_WHAT TO PRODUCE_
Decide whether each statement agrees with the commit diff below, answering yes or no and quoting the deciding words from it: 1. The change adds an include of "llvm/IR/Type.h". 2. The new code sets RoundDown to true when the predicate is FCMP_OGT. 3. The commit is dated August 4, 2024.

==== PASSAGE GIVEN

Optimize fptrunc(x)>=C1 --> x>=C2 Fix round value & add scalable vector test

kissholic · kissholic · commit 7804fb159092 · 2024-08-04T14:23:54.000+08:00
diff --git a/llvm/lib/Transforms/InstCombine/InstCombineCompares.cpp b/llvm/lib/Transforms/InstCombine/InstCombineCompares.cpp
@@ -32,6 +32,7 @@
 #include "llvm/IR/Instructions.h"
 #include "llvm/IR/IntrinsicInst.h"
 #include "llvm/IR/PatternMatch.h"
+#include "llvm/IR/Type.h"
 #include "llvm/IR/Value.h"
 #include "llvm/Support/Casting.h"
 #include "llvm/Support/KnownBits.h"
@@ -7895,47 +7896,73 @@ static Instruction *foldFCmpReciprocalAndZero(FCmpInst &I, Instruction *LHSI,
 static Instruction *foldFCmpFpTrunc(FCmpInst &I, Instruction *LHSI,
                                     Constant *RHSC) {
   FCmpInst::Predicate Pred = I.getPredicate();
+  bool RoundDown = false;
+
+  if ((Pred == FCmpInst::FCMP_OGE) || (Pred == FCmpInst::FCMP_UGE) ||
+      (Pred == FCmpInst::FCMP_OLT) || (Pred == FCmpInst::FCMP_ULT))
+    RoundDown = true;
+  else if ((Pred == FCmpInst::FCMP_OGT) || (Pred == FCmpInst::FCMP_UGT) ||
+           (Pred == FCmpInst::FCMP_OLE) || (Pred == FCmpInst::FCMP_ULE))
+    RoundDown = false;
+  else
+    return nullptr;
 
-  // Check that predicates are valid.
-  if ((Pred != FCmpInst::FCMP_OGT) && (Pred != FCmpInst::FCMP_OLT) &&
-      (Pred != FCmpInst::FCMP_OGE) && (Pred != FCmpInst::FCMP_OLE))
+  const APFloat *RValue;
+  if (!match(RHSC, m_APFloat(RValue)))

========
==== MATERIAL SUPPLIED

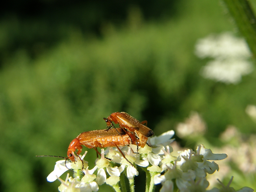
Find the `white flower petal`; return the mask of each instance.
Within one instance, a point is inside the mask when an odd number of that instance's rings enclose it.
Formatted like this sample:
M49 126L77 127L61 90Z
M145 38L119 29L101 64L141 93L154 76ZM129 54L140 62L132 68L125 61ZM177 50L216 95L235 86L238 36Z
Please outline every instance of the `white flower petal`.
M173 191L173 183L171 180L168 180L164 183L160 192L172 192Z
M182 178L187 181L194 181L196 179L196 172L194 171L189 169L187 172L183 172Z
M179 189L182 191L183 191L182 190L183 190L189 187L191 185L187 181L185 181L179 178L178 178L176 179L175 183Z
M155 185L159 184L160 183L165 181L166 179L164 175L161 175L160 173L158 173L154 177L154 183Z
M164 149L164 147L163 145L159 145L157 147L153 148L152 149L152 152L155 154L162 155L164 154L164 153L162 149Z
M68 170L65 165L66 162L66 165L68 169L71 169L71 163L66 160L60 160L56 162L56 164L54 167L54 170L51 172L47 177L47 180L49 182L53 182L56 179L57 175L60 177L63 173Z
M95 166L94 167L93 167L92 169L91 169L91 170L88 170L88 172L89 172L89 173L91 174L91 175L92 175L94 172L96 171L96 170L97 169L98 167L97 166ZM84 172L84 171L85 170L83 170L83 171ZM85 173L84 172L84 173Z
M141 167L145 167L148 166L148 161L146 158L143 158L143 160L136 160L134 162L135 164Z
M99 190L99 186L95 181L92 181L90 183L90 185L92 190L93 191L98 191Z
M228 156L225 153L222 154L214 154L212 153L212 150L210 149L205 148L204 146L202 144L201 146L201 149L200 150L200 155L204 156L204 158L207 160L222 160L227 158ZM197 150L198 148L197 146L196 149Z
M105 183L106 180L106 173L103 168L101 168L98 171L97 177L96 178L96 182L98 184L101 185Z
M112 161L113 162L120 164L121 163L121 161L123 158L123 156L117 156L116 155L114 155L112 156L111 160L112 160Z
M127 177L129 179L132 179L133 178L134 175L138 175L139 172L137 170L131 165L129 165L127 167Z
M120 176L120 172L117 167L111 167L109 166L107 168L107 171L110 176Z
M125 168L125 166L123 164L121 165L121 166L118 168L118 170L119 170L119 172L120 172L120 173L124 171L124 168Z
M148 154L148 158L151 164L157 165L161 161L161 157L158 155L156 155L153 153Z
M117 176L110 176L107 179L106 183L108 185L113 186L116 185L120 181L119 177Z
M167 142L168 143L164 145L168 145L172 142L174 139L170 139L174 135L174 131L169 131L164 133L159 136L153 136L149 137L148 140L148 143L149 145L156 146L160 143Z

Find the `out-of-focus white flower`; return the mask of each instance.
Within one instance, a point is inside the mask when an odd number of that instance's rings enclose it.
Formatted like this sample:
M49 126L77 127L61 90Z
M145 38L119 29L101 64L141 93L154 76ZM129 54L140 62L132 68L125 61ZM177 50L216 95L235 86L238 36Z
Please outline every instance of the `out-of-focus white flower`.
M176 129L177 135L182 138L203 134L206 130L206 125L197 112L192 112L185 123L179 123Z
M228 32L218 36L210 35L199 39L196 45L195 53L202 58L248 58L251 55L244 39L235 37Z
M231 33L200 39L196 45L195 53L200 58L215 60L202 68L201 74L205 78L236 84L241 81L242 76L253 69L251 63L247 60L251 53L245 41Z
M245 112L254 121L256 121L256 106L248 105L246 107Z
M242 76L250 73L253 69L253 65L249 61L230 58L209 61L201 72L206 79L227 84L236 84L241 81Z

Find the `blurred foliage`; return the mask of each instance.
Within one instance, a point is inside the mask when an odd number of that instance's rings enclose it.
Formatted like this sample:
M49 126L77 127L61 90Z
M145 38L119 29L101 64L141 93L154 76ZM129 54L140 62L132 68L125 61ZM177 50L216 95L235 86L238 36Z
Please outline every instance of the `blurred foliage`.
M255 132L244 111L256 103L255 71L235 85L199 75L206 59L194 54L197 40L236 31L218 1L8 3L0 8L0 191L57 191L59 182L45 178L57 159L35 156L66 156L72 140L104 129L116 111L147 120L156 135L197 111L215 145L228 124Z

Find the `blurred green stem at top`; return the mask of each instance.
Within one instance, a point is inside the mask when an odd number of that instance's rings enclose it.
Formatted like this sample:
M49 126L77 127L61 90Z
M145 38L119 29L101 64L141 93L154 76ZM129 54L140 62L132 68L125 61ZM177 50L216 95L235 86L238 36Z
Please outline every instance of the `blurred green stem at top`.
M256 58L256 19L249 1L223 0L255 60Z

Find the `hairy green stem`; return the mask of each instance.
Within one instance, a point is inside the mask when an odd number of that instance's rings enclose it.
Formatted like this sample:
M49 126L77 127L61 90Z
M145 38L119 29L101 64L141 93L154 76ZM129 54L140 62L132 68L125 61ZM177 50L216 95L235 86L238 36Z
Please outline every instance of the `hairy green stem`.
M150 175L151 177L150 184L148 190L149 192L152 192L154 191L154 188L155 188L155 184L154 184L154 177L156 174L156 173L154 172L150 172Z
M129 179L129 183L130 185L130 192L134 192L134 178L132 179Z
M121 190L120 189L120 187L119 187L118 183L116 185L112 186L111 187L113 188L116 191L116 192L121 192Z
M127 191L127 189L126 188L126 185L125 185L125 182L124 181L124 172L123 172L120 175L120 184L121 185L121 188L122 189L122 191L123 192L126 192Z
M141 167L142 170L145 172L146 173L146 187L145 190L145 192L149 192L150 186L150 181L151 180L151 176L149 172L147 169L146 167Z
M223 0L242 35L256 58L256 18L247 0Z

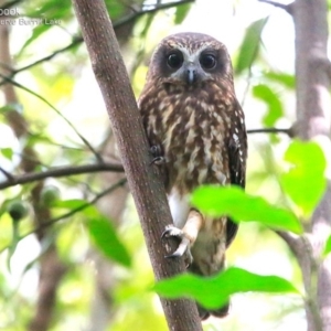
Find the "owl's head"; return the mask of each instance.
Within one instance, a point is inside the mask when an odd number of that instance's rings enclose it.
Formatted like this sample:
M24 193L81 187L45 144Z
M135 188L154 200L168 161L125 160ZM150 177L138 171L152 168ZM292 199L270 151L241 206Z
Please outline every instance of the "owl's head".
M226 47L202 33L178 33L163 39L149 65L148 81L174 85L200 85L206 81L232 81Z

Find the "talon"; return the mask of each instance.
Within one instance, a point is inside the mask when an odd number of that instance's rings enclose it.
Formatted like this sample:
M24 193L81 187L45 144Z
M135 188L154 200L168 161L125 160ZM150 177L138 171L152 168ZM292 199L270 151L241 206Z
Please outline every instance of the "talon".
M162 149L160 145L153 145L150 147L149 149L150 153L152 154L153 159L151 160L151 162L149 163L149 166L151 164L163 164L166 163L166 159L162 156Z
M185 237L182 229L173 226L167 225L163 231L161 238L177 237L180 239L178 248L170 255L164 256L166 258L178 258L184 256L188 265L192 264L193 257L190 249L190 239Z
M166 163L166 159L163 157L157 157L157 158L153 158L151 160L151 162L149 163L149 166L151 166L151 164L161 166L161 164L164 164L164 163Z

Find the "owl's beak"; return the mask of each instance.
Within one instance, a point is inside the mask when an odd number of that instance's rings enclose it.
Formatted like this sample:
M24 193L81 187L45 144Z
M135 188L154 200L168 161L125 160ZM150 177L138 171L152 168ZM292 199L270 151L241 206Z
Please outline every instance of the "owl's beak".
M196 67L194 64L189 64L186 68L186 83L193 85L196 82Z

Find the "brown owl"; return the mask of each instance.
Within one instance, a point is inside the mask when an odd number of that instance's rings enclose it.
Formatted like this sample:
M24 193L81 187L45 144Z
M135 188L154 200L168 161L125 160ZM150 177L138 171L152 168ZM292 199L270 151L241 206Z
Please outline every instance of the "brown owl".
M245 186L247 139L226 47L210 35L179 33L163 39L151 57L139 98L143 126L161 168L174 225L163 237L179 238L169 257L184 256L202 276L224 267L238 225L212 218L190 205L202 184ZM200 317L227 314L228 305Z

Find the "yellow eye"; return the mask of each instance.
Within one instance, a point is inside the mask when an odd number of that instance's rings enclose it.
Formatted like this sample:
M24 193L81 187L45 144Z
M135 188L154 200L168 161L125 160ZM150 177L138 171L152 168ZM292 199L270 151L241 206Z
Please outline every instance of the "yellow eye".
M212 54L202 54L199 61L205 70L212 70L216 66L216 57Z
M175 53L171 53L168 55L167 58L167 64L173 68L173 70L178 70L182 66L183 64L183 55L180 52L175 52Z

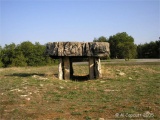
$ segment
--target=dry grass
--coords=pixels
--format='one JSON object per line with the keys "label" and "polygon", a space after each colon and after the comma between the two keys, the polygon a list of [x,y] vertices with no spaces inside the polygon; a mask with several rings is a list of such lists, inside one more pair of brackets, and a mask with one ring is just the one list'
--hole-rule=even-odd
{"label": "dry grass", "polygon": [[[83,82],[58,80],[57,69],[1,68],[0,119],[160,118],[160,63],[107,63],[102,79]],[[74,71],[87,75],[88,67]]]}

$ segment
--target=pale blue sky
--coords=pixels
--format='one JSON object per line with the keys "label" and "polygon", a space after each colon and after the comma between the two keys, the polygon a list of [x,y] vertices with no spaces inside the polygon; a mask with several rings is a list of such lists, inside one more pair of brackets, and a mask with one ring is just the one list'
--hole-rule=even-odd
{"label": "pale blue sky", "polygon": [[160,37],[159,0],[0,0],[0,45],[89,42],[127,32],[136,44]]}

========

_RESULT FOR THIS TASK_
1. Yes: "+#include "llvm/IR/Type.h""
2. No: "else if ((Pred == FCmpInst::FCMP_OGT)" leads to "RoundDown = false;"
3. Yes: "2024-08-04T14:23:54.000+08:00"